Actions requises -
1: Dans les enregistrements, reprenez les lignes qui commencent à celle contenant « Dear assistant, the user would like the pink » et se terminent à celle contenant « [10,60,33,73] », en substituant « nail lacquer » à « nail polish » sans rien modifier d'autre.
2: Poursuivez le texte sur les vingt premières années de Recyclart après sa dernière phrase.

Recyclart, premiers 20 ans : souvenirs en images
Sommaire
Au moment où le rideau de fer de la gare de la Chapelle tombe lourdement, comme un couperet, sur le volet nocturne et vibrant de son existence, nous avons demandé à une série de personnes qui ont un moment participé à faire de Recyclart ce que Recyclart a été (programmateurs, graphistes, organisateurs... musiciens, public, etc.) de nous raconter un souvenir et de chercher dans leurs archives d'images.
L'occasion aussi de rappeler que Recyclart ne vibrait pas que par ses légendaires soirées et concerts mais titillait aussi les papilles gustatives (bar), les rétines (projets photographiques orchestrés par Vincen Beeckman, projections en plein air du Cinéma Nova, etc.), le sens de la convivialité et du bon voisinage (inscription du lieu dans son quartier) et via la mise à disposition de petits locaux (ateliers - VerZuZ, Zerfall, Walls, Studio Marcel, Habeas Corpus, etc.) pour des projets graphiques, de théâtre, etc.

Données sources -
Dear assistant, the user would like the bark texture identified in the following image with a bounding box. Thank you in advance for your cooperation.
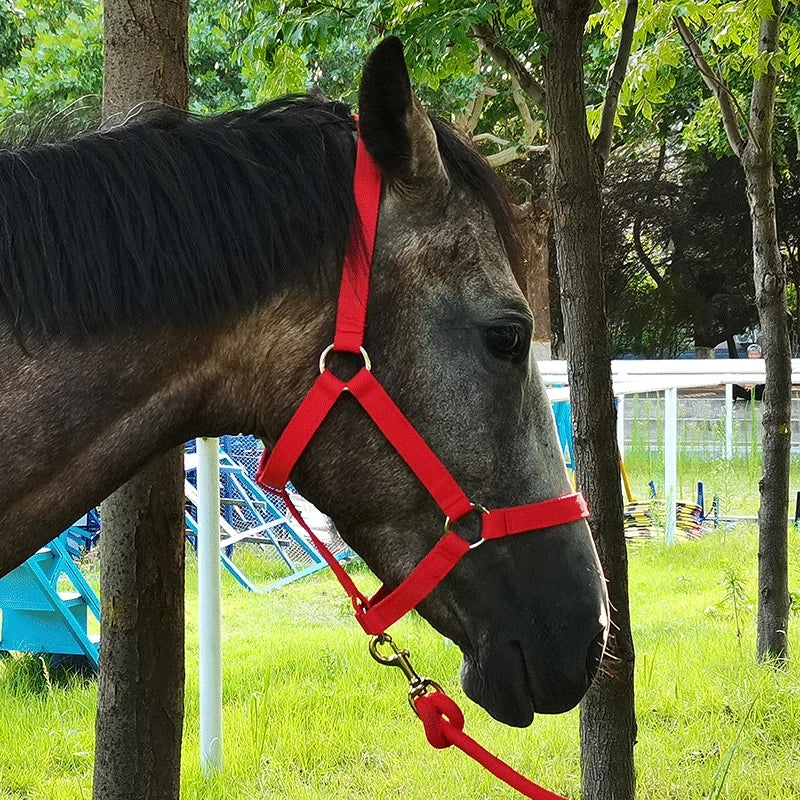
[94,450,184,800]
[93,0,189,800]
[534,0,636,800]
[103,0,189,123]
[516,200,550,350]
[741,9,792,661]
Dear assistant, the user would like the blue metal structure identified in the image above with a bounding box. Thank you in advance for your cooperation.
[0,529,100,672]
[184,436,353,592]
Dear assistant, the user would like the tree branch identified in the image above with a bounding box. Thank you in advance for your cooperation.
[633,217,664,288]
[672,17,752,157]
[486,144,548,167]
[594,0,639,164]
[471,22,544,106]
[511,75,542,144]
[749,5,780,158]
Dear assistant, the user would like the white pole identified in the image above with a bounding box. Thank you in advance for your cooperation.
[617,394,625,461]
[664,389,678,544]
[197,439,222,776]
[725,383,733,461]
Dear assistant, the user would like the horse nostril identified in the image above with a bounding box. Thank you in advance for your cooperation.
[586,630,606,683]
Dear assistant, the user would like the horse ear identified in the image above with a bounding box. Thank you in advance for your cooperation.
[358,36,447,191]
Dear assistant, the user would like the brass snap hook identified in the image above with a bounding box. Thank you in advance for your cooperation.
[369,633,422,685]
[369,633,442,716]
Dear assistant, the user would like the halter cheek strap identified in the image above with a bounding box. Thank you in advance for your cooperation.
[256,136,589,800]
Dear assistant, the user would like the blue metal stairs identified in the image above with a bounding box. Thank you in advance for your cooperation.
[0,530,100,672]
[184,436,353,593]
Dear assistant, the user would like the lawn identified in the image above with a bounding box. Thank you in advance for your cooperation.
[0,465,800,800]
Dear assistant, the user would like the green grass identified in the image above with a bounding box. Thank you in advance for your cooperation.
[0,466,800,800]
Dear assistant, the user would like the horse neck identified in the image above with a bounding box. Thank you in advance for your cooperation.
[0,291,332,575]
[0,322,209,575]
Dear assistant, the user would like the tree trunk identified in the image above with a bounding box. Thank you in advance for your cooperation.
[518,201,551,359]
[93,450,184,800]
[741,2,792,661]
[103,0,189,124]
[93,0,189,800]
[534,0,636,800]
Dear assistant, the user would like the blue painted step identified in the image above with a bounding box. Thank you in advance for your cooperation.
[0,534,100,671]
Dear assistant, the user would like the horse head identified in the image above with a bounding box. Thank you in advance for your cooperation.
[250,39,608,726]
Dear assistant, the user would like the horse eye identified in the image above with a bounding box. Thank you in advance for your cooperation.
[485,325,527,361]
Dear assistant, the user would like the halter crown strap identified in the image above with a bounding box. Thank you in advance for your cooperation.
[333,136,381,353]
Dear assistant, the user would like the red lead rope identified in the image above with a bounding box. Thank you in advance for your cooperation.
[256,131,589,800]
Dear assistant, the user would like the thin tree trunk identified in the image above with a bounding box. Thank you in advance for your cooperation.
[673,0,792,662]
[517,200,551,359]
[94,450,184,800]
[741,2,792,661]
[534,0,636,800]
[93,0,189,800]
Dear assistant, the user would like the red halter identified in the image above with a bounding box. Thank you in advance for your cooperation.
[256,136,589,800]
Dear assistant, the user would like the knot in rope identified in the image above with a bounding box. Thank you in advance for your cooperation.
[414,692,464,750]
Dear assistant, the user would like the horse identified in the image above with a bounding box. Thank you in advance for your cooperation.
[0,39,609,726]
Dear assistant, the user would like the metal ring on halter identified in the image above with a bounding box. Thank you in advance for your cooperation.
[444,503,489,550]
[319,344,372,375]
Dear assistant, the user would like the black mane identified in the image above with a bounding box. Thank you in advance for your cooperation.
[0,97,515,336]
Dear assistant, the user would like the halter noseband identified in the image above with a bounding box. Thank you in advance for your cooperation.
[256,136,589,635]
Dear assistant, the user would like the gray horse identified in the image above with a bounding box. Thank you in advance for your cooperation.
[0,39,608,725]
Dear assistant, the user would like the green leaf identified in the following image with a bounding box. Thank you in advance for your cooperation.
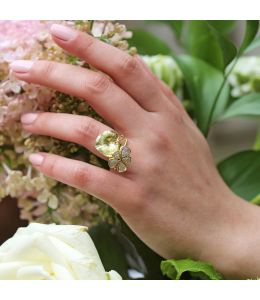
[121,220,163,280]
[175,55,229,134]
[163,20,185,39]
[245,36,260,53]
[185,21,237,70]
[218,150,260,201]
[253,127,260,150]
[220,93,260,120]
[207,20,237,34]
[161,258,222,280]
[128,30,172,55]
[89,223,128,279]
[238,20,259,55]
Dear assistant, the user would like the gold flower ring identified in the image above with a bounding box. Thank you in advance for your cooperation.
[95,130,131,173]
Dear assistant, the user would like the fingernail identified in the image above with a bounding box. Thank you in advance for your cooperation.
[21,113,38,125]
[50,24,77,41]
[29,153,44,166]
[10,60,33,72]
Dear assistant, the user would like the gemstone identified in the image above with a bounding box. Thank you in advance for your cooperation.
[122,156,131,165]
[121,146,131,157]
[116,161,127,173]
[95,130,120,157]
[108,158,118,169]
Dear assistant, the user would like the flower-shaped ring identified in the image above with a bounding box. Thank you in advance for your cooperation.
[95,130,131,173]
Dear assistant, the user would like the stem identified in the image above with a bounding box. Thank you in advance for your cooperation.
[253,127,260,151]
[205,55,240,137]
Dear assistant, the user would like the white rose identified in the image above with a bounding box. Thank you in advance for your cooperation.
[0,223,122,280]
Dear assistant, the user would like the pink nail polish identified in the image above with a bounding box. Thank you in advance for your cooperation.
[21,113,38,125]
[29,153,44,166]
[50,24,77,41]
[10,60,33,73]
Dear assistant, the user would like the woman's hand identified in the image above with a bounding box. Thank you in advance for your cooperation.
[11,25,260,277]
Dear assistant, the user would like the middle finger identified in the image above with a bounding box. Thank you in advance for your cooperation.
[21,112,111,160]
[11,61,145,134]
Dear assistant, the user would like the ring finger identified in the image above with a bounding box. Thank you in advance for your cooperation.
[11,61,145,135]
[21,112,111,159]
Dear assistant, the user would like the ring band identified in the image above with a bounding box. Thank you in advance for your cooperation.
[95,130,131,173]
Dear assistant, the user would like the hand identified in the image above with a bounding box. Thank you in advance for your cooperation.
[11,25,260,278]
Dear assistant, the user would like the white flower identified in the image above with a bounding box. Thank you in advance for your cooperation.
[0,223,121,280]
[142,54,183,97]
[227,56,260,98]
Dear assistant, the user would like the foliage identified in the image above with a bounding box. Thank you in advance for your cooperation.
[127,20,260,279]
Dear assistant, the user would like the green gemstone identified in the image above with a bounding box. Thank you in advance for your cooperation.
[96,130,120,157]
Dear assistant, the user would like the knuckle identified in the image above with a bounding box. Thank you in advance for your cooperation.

Réponses aux problèmes -
1:
Dear assistant, the user would like the pink nail lacquer identified in the image above with a bounding box. Thank you in advance for your cooperation.
[21,113,38,125]
[29,153,44,166]
[50,24,77,41]
[10,60,33,73]

2:
Dirk Seghers (programmateur) :
- Quel que soit l’événement, quel que soit le type de musique jouée ce soir-là, il y avait à chaque fois ce moment magique où on ouvrait la paroi coulissante en bois et où l’espace industriel froid de la gare se transformait en une fantastique salle de concert à l’atmosphère incroyable. Cette magie va me manquer et que je ne retrouverai plus jamais maintenant que la SNCB va construire un mur en maçonnerie à l’emplacement de cette paroi-accordéon en bois. (...)
Version complète du très beau texte de Dirk Seghers :
Harrisson (graphiste)
- Recyclart, c’est des trains parfois en avance, parfois en retard, parfois l’un ni l’autre. Au centre, la gare, toujours ouverte, ou l’éclectisme des passagers n'a jamais fait trop peur. J'y ai régulièrement fait la navette, de la création du logo en 1998 jusqu'à la dernière soirée de 2018. J'y ai même été responsable du ferroviaire programme graphique entre 2001 et 2005, c'est dire... Une folie de jeunesse pour certains, un âge d'or pour beaucoup, un trou noir pour aujourd'hui.
Marc Jacobs (programmateur)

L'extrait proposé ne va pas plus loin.